• _Your instructions_: From the data below, copy each line that includes the word "dark".

Segment Start: Dataset

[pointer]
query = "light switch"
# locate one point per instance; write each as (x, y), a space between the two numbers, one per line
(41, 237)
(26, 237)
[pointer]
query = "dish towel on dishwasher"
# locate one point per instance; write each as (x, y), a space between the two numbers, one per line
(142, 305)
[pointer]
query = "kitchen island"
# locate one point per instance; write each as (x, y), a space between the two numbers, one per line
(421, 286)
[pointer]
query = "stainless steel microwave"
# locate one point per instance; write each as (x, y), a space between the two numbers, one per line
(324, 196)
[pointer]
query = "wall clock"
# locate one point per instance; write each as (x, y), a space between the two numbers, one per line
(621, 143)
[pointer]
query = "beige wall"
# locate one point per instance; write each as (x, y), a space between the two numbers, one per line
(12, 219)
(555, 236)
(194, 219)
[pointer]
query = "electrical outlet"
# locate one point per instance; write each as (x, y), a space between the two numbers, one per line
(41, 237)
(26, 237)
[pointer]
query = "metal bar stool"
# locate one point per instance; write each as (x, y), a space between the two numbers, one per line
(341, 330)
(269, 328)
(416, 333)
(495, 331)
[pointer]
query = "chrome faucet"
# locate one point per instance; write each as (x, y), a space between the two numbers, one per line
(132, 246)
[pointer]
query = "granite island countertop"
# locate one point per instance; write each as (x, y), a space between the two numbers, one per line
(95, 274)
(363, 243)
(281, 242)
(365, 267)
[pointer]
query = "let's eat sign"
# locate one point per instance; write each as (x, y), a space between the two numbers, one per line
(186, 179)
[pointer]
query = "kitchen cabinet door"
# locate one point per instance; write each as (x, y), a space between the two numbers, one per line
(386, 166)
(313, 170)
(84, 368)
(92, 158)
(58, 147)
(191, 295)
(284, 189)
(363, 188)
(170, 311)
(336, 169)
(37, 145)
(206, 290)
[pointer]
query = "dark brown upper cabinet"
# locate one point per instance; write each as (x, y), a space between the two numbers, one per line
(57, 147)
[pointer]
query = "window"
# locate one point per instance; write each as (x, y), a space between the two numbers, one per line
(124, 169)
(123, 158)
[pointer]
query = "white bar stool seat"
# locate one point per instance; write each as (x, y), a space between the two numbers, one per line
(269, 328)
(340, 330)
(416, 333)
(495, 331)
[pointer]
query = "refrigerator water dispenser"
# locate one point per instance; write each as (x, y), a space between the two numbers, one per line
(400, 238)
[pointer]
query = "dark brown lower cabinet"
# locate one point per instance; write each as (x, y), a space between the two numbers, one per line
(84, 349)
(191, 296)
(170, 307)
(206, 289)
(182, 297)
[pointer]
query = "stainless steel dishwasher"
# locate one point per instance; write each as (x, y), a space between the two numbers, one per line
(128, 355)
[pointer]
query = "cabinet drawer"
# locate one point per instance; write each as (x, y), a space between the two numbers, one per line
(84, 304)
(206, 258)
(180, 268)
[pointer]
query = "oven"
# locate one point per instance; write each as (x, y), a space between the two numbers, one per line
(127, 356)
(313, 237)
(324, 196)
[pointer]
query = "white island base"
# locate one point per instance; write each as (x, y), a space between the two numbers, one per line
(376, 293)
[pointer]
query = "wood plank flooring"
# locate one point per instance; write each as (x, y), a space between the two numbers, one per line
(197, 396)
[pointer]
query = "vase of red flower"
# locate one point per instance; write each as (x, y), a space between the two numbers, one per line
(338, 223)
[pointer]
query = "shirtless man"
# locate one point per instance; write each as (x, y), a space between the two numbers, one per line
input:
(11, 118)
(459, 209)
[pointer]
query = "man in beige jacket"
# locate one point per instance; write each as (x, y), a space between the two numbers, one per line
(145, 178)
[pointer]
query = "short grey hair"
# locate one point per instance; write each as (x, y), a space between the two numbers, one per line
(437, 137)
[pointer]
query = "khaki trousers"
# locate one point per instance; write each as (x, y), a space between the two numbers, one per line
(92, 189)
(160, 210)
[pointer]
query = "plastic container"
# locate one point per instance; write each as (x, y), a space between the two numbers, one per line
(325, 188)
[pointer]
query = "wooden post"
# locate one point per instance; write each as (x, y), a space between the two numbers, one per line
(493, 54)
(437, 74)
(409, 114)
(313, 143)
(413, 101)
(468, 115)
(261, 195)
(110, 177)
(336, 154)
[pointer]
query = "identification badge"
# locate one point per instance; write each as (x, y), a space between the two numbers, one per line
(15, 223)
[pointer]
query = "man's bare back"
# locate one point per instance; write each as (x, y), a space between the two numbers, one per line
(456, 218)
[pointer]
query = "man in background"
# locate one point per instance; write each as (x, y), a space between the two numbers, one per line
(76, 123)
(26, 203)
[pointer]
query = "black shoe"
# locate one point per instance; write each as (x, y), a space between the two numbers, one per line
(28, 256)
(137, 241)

Segment End: Dataset

• _The completed task_:
query = "dark brown upper cabinet"
query = "dark brown lower cabinet"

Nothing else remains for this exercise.